→ Point localization data
◇ ◇ ◇

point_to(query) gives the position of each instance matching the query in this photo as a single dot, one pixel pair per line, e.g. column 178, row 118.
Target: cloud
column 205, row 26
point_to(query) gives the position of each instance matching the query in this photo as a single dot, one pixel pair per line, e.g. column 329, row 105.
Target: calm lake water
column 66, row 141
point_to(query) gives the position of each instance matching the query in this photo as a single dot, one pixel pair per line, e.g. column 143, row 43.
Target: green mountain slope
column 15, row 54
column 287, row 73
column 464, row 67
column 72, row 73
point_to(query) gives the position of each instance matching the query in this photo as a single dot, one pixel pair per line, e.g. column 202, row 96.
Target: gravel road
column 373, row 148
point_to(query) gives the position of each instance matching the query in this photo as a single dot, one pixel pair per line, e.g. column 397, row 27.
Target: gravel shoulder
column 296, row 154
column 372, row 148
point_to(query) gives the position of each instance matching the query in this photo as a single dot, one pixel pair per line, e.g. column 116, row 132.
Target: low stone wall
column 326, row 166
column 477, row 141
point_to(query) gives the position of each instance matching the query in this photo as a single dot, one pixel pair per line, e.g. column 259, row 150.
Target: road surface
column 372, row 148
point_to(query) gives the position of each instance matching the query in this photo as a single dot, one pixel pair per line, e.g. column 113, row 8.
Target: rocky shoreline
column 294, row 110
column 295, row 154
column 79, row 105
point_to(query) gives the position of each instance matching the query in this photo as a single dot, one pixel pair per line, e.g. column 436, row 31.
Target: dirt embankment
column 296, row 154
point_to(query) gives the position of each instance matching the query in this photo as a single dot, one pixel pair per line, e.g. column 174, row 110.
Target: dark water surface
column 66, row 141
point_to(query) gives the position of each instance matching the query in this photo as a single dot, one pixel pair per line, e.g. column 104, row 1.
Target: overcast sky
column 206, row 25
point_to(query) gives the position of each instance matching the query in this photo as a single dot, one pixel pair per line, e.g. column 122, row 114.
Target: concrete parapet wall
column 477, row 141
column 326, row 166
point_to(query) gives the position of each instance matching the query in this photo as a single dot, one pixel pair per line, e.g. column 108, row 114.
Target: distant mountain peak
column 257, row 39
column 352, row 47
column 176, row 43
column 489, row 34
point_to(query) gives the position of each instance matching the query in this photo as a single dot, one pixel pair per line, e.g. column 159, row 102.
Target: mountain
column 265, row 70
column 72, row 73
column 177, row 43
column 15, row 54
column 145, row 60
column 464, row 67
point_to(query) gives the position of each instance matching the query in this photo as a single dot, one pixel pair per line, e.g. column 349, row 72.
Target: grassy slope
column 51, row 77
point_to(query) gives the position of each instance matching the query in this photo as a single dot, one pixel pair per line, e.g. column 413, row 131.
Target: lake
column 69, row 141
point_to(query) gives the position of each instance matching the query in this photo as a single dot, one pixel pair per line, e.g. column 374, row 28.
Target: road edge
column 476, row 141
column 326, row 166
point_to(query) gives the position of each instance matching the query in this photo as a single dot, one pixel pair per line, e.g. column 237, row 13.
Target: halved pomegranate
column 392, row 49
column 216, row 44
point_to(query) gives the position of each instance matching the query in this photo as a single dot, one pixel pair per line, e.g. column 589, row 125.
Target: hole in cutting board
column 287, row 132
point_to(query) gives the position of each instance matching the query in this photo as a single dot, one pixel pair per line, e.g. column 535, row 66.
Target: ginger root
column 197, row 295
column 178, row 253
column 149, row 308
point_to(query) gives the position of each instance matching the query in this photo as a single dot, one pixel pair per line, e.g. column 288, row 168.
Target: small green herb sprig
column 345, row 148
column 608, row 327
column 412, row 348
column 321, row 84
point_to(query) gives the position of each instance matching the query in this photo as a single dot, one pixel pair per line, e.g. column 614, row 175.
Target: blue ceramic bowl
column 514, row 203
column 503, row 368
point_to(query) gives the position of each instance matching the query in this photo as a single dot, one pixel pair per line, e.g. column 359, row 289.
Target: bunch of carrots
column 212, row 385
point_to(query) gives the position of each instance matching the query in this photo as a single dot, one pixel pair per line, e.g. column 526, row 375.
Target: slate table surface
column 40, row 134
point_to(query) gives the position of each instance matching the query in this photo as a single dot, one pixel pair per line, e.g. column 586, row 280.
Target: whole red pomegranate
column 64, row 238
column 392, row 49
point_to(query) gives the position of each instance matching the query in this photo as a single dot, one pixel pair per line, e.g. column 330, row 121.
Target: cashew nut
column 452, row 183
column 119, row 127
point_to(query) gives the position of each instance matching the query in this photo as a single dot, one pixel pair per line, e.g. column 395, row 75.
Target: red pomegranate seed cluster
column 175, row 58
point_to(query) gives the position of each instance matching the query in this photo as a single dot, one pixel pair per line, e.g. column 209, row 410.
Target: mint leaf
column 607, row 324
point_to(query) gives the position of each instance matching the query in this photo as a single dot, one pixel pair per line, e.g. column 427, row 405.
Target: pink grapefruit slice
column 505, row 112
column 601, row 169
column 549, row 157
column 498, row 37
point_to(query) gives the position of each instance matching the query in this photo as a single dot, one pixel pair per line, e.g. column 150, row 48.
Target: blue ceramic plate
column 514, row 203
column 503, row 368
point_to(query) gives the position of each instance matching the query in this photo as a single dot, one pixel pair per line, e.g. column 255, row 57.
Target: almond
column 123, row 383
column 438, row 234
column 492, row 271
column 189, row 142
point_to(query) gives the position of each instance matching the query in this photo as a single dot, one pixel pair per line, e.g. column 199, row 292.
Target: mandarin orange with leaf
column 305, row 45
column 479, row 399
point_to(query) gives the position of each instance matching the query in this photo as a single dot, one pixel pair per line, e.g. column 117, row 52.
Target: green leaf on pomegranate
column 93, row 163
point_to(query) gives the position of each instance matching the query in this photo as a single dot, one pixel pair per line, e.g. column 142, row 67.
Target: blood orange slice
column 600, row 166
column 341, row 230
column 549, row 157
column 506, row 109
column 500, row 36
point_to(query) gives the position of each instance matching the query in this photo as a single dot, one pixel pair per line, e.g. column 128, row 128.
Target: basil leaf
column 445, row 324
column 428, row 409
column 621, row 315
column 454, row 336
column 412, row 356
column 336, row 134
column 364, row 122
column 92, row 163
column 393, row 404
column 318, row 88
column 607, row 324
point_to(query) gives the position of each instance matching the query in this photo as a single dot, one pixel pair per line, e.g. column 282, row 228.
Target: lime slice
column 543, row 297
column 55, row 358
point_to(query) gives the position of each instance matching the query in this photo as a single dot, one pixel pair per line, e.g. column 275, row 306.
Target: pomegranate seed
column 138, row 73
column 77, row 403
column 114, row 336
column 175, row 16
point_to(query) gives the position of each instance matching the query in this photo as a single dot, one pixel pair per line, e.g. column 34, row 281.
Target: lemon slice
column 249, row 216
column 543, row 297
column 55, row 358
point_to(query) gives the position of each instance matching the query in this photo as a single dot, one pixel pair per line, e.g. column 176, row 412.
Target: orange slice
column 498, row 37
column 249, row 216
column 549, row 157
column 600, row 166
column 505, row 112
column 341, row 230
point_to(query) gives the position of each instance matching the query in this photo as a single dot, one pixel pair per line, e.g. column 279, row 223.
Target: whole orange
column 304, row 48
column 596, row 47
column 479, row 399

◇ ◇ ◇

→ What is needed
Reproduce each record exactly as written above.

→ Exercise response
point_to(query) gives the position of each instance matching the query in this photo as a single dot, one pixel pair per line, e.g. column 178, row 118.
Target: cloud
column 205, row 26
point_to(query) gives the position of each instance matching the query in this photo as a single dot, one pixel pair per line, e.g. column 329, row 105.
Target: calm lake water
column 66, row 141
point_to(query) gives the position of each instance matching the query in this photo as a single dot, one pixel pair per line, e.g. column 143, row 43.
Target: green mountain slope
column 15, row 54
column 287, row 73
column 464, row 67
column 72, row 73
point_to(query) gives the position of each instance matching the query in this photo as a single dot, one pixel pair per line, e.g. column 202, row 96.
Target: gravel road
column 373, row 148
point_to(query) gives the position of each instance matching the query in this photo as a single dot, one pixel pair per line, e.g. column 397, row 27.
Target: gravel shoulder
column 296, row 154
column 372, row 148
point_to(query) gives the position of each instance matching the query in this photo as a single dot, one pixel pair per line, e.g. column 116, row 132.
Target: low stone wall
column 326, row 166
column 477, row 141
point_to(query) gives the position of each instance matching the query in this photo as a single dot, one pixel pair per line, e.g. column 259, row 150.
Target: road surface
column 372, row 148
point_to(query) gives the position of each instance matching the query in this photo as a single dot, one pixel pair per line, e.g. column 113, row 8.
Target: rocky shoreline
column 294, row 110
column 295, row 154
column 79, row 105
point_to(query) gives the position of each instance matching the query in this photo as a single dot, one pixel pair per line, e.g. column 436, row 31.
Target: dirt embankment
column 296, row 154
point_to(query) gives the position of each instance matching the query in this photo as a single dot, one pixel pair per line, e.g. column 174, row 110.
Target: dark water surface
column 66, row 141
point_to(query) gives the position of each instance matching the query in this photo as a single dot, one pixel pair per line, e.g. column 104, row 1.
Target: overcast sky
column 206, row 25
point_to(query) gives the position of each instance matching the query in this photo as a single dot, one pixel pair per line, e.g. column 122, row 114.
Target: concrete parapet wall
column 477, row 141
column 326, row 166
point_to(query) gives the position of each instance matching the query in this photo as a single dot, one pixel pair per line, e.g. column 108, row 114.
Target: distant mountain peak
column 257, row 39
column 352, row 47
column 176, row 43
column 489, row 34
point_to(query) gives the position of each instance matching the query in this photo as a single dot, one pixel pair per line, e.g. column 159, row 102.
Target: mountain
column 265, row 70
column 72, row 73
column 177, row 43
column 15, row 54
column 145, row 60
column 464, row 67
point_to(query) gives the position of each instance matching the query in this photo as a single dot, one pixel pair per line, e.g. column 349, row 72.
Target: grassy slope
column 51, row 77
point_to(query) gives the position of each instance matching the query in this photo as a single dot, one pixel pair per line, e.g. column 413, row 131.
Target: lake
column 69, row 141
point_to(query) gives the position of each instance matching the query in this photo as a single dot, one pixel pair per line, e.g. column 374, row 28.
Target: road edge
column 476, row 141
column 326, row 166
point_to(query) gives the position of each instance matching the query in this photo as a single dot, one pixel pair per line, e.g. column 237, row 13.
Target: halved pomegranate
column 392, row 49
column 216, row 44
point_to(query) gives the position of each instance matching the query in this photo as a single dot, one pixel pair per line, e.g. column 589, row 125.
Target: hole in cutting board
column 287, row 132
point_to(query) gives the position of each instance matching the query in this photo as a single dot, one pixel pair per line, e.g. column 535, row 66.
Target: ginger root
column 197, row 295
column 178, row 253
column 149, row 308
point_to(query) gives the position of each instance matching the query in this photo as a single dot, one pixel pair per line, e.g. column 288, row 168.
Target: small green herb sprig
column 345, row 148
column 608, row 327
column 412, row 348
column 321, row 84
point_to(query) gives the position of each instance matching the query in this photo as a single dot, one pixel pair per line, e.g. column 614, row 175.
Target: blue ceramic bowl
column 514, row 203
column 503, row 368
point_to(query) gives the position of each instance matching the query in this photo as a single dot, one pixel pair per line, e.g. column 359, row 289.
Target: bunch of carrots
column 212, row 385
point_to(query) gives the position of each instance matching the query in this photo as a single dot, one pixel pair per line, e.g. column 526, row 375.
Target: slate table surface
column 40, row 134
point_to(query) gives the position of each instance matching the query in this photo as a single dot, one pixel pair per line, e.g. column 586, row 280.
Target: whole red pomegranate
column 64, row 238
column 392, row 49
point_to(query) gives the position of each instance matching the query in this photo as a single dot, one pixel pair per line, e.g. column 330, row 121.
Target: cashew nut
column 452, row 183
column 119, row 127
point_to(query) gives the position of each instance matching the query in this photo as a single dot, one pixel pair per line, e.g. column 395, row 75.
Target: red pomegranate seed cluster
column 175, row 58
point_to(query) gives the position of each instance matching the query in this photo as a single dot, one pixel pair per line, e.g. column 209, row 410.
Target: mint leaf
column 607, row 324
point_to(query) gives the position of each instance matching the query in this photo as a single dot, one pixel pair per line, e.g. column 427, row 405.
Target: pink grapefruit slice
column 505, row 112
column 601, row 169
column 549, row 157
column 498, row 37
point_to(query) gives the position of each instance matching the query in this photo as a single dot, one pixel pair per line, e.g. column 150, row 48.
Target: blue ceramic plate
column 514, row 203
column 503, row 368
point_to(query) gives the position of each instance matching the query in this photo as a single dot, one pixel pair per line, e.g. column 255, row 57.
Target: almond
column 123, row 383
column 438, row 234
column 492, row 271
column 189, row 142
point_to(query) gives the position of each instance matching the query in this photo as a single dot, one pixel pair per line, e.g. column 199, row 292.
Target: mandarin orange with leaf
column 305, row 45
column 479, row 399
point_to(query) gives the position of each instance matching the query in this photo as a single dot, one pixel pair per line, e.g. column 117, row 52.
Target: green leaf on pomegranate
column 93, row 163
point_to(query) gives the position of each instance matching the query in this photo as a single dot, one pixel pair per line, e.g. column 142, row 67.
Target: blood orange slice
column 600, row 166
column 341, row 230
column 549, row 157
column 506, row 109
column 500, row 36
point_to(query) gives the position of each instance matching the query in this photo as a single dot, one pixel pair per line, e.g. column 128, row 128.
Target: basil leaf
column 445, row 324
column 428, row 409
column 621, row 315
column 454, row 336
column 412, row 356
column 336, row 134
column 364, row 122
column 92, row 163
column 393, row 404
column 318, row 88
column 607, row 324
point_to(query) gives the position of each instance matching the query in this photo as a single dot, one pixel pair per line, e.g. column 282, row 228.
Target: lime slice
column 543, row 297
column 55, row 358
point_to(query) gives the position of each instance matching the query in this photo as a single dot, one pixel pair per line, e.g. column 275, row 306.
Target: pomegranate seed
column 138, row 73
column 77, row 403
column 114, row 336
column 175, row 16
point_to(query) gives the position of each instance matching the query in this photo as a single dot, one pixel pair per line, e.g. column 34, row 281.
Target: lemon slice
column 249, row 216
column 543, row 297
column 55, row 358
point_to(query) gives the position of each instance matching the query in this photo as a single dot, one pixel pair per line, e.g. column 176, row 412.
Target: orange slice
column 498, row 37
column 249, row 216
column 549, row 157
column 600, row 166
column 505, row 112
column 341, row 230
point_to(query) gives the position of each instance matching the query in this photo as a single dot, one pixel pair per line, e.g. column 279, row 223.
Target: whole orange
column 304, row 48
column 596, row 47
column 479, row 399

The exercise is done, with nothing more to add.